Dix jours après « l'annonce de Meerab », l'effet de surprise est passé. Le tableau devient de plus en plus clair avec l'insistance des Forces libanaises, et de leur chef, à vouloir placer la balle dans le camp du Hezbollah, dans une tentative évidente de semer le trouble entre cette formation et le CPL. Le discours des Forces libanaises – et des médias qui en sont proches – est clair et se résume ainsi : maintenant que Samir Geagea a fait ce pas énorme, qu'attend donc le Hezbollah pour suivre la tendance et faire pression sur ses alliés pour faire élire Michel Aoun à la présidence ? Toutes les autres inconnues sont ainsi occultées pour mettre en cause l'alliance entre le Hezbollah et le CPL, comme si c'est là que se trouve le nœud et... la solution. Non seulement cette approche n'est pas réaliste, mais elle est aussi réductrice pour les alliés du Hezbollah. Pour l'instant, la formation chiite se contente de déclarer qu'elle n'est pas tenue de répondre aux accusations des Forces libanaises et de leurs médias et elle n'a donc pas à se justifier. Les cadres du parti ont ainsi reçu des instructions précises de ne pas aborder la question présidentielle dans leurs interventions devant les médias. Seul le député Ali Fayad a déclaré lundi que, pour le Hezbollah, la candidature de Michel Aoun « est sacrée ». Ce qui devrait lui donner aux yeux des partisans du Hezbollah une dimension religieuse qui la place au-dessus de la politique et même de la stratégie.
La question qui se pose toutefois est la suivante : pourquoi, dans ce cas, le Hezbollah ne saisit-il pas l'occasion fournie par le chef des FL et ne fait-il pas le nécessaire pour faire élire Michel Aoun à la présidence ? Des sources proches de ce parti fournissent quelques explications non officielles. Les considérations du Hezbollah seraient ainsi à la fois internes et régionales. Sur le plan interne, le Hezbollah ne voudrait pas avoir l'air de suivre les instructions du chef des Forces libanaises qui continue d'être le fer de lance de la campagne médiatique et politique menée contre lui. Il n'est donc pas question pour le Hezbollah de donner tout le crédit de l'élection de Michel Aoun à la présidence au chef des Forces libanaises. Si ce dernier veut se réconcilier avec Aoun et préparer une alliance électorale avec lui, au niveau de la base chrétienne, tout en cherchant à se réserver une place dans le tableau politique, indépendamment des développements régionaux, il a toute la latitude pour le faire.
Mais cela ne signifie pas que le Hezbollah doit obtempérer et consacrer Samir Geagea comme « le faiseur de président ». De plus, le Hezbollah ne considère pas que ses relations avec ses alliés sont basées sur le concept hiérarchique, comme s'il était le chef et les alliés les subordonnés. Chacun a donc ses intérêts propres et ses considérations mais tous sont d'accord sur la vision stratégique. Tout comme le Hezbollah ne se sentait pas obligé de donner son avis sur l'initiative de Saad Hariri de faire de Sleiman Frangié son candidat à la présidence, alors que cette annonce n'a pas été officialisée, il ne se sent pas non plus obligé de réagir à l'initiative de Samir Geagea, tant qu'il y a encore des obstacles venant du 14 Mars qui se dressent devant l'élection d'Aoun. Enfin, toujours sur le plan des considérations internes, le Hezbollah continue d'estimer que la présidence n'est qu'une partie de l'accord et que ce dernier doit être global. Il faut donc s'entendre sur les principaux dossiers litigieux avant de se rendre au Parlement pour élire un président.

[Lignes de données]
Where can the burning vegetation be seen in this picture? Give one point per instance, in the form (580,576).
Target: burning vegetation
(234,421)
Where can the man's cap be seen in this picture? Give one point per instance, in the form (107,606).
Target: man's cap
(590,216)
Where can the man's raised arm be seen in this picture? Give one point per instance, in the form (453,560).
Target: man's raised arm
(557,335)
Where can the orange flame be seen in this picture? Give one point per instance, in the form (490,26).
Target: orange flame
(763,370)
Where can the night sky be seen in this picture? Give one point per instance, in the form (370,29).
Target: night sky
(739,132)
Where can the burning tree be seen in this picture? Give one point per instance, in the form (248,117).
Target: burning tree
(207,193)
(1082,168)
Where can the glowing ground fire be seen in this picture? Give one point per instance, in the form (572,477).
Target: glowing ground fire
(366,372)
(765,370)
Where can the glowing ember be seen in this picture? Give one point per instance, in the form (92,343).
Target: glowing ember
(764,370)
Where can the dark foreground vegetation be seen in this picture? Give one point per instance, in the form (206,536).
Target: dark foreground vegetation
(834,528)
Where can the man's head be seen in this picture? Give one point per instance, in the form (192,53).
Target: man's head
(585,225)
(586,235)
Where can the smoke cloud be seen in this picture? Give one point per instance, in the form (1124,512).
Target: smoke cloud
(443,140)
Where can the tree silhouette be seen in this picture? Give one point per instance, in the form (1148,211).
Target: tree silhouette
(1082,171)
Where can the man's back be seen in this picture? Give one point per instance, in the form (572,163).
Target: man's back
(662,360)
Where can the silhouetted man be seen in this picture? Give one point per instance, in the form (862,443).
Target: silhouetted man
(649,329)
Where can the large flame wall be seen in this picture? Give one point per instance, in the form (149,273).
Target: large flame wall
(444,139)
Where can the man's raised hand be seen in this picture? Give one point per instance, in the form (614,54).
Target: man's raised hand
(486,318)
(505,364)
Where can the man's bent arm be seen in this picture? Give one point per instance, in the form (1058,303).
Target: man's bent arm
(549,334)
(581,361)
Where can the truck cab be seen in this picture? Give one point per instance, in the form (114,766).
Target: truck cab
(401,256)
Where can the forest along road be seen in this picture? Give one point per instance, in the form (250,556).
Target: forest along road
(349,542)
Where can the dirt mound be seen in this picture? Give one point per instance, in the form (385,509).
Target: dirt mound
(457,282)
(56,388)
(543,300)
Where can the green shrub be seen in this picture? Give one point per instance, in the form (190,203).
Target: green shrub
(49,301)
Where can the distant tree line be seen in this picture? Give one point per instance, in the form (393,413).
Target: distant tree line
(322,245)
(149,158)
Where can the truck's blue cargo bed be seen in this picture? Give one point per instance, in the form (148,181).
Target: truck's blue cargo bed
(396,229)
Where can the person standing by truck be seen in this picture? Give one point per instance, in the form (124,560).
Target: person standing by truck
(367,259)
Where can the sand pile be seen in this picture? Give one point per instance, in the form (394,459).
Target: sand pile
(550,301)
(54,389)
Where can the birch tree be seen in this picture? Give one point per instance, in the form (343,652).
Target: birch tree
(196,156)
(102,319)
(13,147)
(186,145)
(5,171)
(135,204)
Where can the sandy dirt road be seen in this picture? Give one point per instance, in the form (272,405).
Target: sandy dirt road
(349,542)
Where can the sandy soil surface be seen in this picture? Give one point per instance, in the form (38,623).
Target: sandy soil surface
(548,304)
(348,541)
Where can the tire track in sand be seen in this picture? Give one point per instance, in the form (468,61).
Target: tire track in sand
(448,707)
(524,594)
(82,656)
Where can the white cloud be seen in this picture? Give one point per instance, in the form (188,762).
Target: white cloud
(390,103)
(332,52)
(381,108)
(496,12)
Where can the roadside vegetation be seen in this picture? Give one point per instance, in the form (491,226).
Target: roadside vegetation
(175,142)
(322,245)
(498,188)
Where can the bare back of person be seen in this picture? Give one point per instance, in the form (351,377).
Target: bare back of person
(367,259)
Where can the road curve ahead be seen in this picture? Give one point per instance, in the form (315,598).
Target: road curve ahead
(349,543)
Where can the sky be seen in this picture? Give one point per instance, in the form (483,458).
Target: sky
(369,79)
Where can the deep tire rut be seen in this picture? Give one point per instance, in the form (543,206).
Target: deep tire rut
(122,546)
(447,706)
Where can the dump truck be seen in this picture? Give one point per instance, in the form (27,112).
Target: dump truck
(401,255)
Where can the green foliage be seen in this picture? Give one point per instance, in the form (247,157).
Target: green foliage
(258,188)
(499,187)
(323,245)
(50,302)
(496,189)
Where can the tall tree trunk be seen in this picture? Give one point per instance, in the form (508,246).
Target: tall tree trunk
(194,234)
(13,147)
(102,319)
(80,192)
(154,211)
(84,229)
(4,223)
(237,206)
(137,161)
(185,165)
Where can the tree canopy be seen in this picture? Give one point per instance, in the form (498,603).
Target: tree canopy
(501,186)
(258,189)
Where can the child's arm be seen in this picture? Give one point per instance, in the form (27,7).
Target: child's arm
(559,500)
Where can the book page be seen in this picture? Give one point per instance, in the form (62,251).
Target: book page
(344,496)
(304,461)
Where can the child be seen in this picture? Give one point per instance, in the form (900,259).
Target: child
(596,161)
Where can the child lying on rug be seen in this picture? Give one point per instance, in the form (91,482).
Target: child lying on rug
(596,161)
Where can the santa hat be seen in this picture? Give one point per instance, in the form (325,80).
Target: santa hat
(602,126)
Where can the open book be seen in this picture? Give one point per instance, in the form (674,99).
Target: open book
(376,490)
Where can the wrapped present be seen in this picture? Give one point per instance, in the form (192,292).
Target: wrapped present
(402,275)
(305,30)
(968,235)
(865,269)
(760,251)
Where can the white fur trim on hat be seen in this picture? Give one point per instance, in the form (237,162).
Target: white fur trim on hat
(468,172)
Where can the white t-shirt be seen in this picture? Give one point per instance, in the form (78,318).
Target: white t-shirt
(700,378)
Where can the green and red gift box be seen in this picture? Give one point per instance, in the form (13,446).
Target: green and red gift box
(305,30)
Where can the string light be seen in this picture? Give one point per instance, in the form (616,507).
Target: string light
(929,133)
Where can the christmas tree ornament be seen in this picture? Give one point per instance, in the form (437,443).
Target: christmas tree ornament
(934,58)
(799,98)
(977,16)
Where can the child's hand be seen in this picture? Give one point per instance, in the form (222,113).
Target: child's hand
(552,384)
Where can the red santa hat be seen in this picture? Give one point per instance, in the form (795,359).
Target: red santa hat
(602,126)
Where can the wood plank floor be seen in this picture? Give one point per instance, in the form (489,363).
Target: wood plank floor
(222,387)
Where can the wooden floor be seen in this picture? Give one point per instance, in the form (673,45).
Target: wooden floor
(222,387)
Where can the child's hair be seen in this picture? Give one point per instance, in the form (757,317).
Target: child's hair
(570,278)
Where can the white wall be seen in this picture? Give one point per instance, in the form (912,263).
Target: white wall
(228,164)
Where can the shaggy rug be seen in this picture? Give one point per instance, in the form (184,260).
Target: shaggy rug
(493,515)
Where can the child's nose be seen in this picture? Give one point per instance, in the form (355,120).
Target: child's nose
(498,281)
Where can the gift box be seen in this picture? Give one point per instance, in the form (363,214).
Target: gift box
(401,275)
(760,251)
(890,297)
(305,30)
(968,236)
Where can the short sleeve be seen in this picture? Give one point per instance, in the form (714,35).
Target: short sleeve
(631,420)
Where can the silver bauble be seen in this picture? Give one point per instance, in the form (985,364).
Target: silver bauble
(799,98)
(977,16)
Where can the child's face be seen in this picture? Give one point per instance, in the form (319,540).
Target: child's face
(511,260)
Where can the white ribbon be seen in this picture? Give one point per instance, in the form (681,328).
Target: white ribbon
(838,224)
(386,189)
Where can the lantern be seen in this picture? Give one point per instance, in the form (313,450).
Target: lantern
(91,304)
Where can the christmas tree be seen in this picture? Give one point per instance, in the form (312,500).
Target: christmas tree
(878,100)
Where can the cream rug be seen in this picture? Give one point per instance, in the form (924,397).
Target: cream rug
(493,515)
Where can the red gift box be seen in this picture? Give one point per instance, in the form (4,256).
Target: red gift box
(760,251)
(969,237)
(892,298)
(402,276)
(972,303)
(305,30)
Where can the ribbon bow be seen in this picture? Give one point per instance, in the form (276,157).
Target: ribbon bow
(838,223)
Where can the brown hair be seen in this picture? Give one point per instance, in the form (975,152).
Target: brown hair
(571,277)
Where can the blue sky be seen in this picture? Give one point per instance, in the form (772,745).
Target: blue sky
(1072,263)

* CONSIGNE *
Répondez à ces questions d'après le texte présenté.
1. Quel député a déclaré lundi que, pour le Hezbollah, la candidature de Michel Aoun « est sacrée » ?
2. Qui Saad Hariri voulait-il faire son candidat à la présidence ?
3. Sur quoi faut-il s'entendre avant de se rendre au Parlement pour élire un président ?

* CORRIGÉ *
1. Ali Fayad.
2. Sleiman Frangié.
3. Sur les principaux dossiers litigieux.